Start of Material provided
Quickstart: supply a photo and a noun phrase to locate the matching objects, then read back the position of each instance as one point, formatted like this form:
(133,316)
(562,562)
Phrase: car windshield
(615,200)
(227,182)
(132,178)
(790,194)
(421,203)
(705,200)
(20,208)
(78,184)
End of Material provided
(Problem description) Reproduce every line of the items above, requests included, scaling each point coordinate in the answers by 1.3 and rounding to whole numbers, with halves going up. Numbers in the requests and their format samples stay as they are.

(Task answer)
Quickstart: supply a photo and a noun phrase to locate the matching objects, then read back the position of each instance as one point, formatted like this form:
(133,316)
(562,562)
Phrase: car windshield
(800,260)
(295,237)
(172,231)
(1027,252)
(547,264)
(917,260)
(26,270)
(101,239)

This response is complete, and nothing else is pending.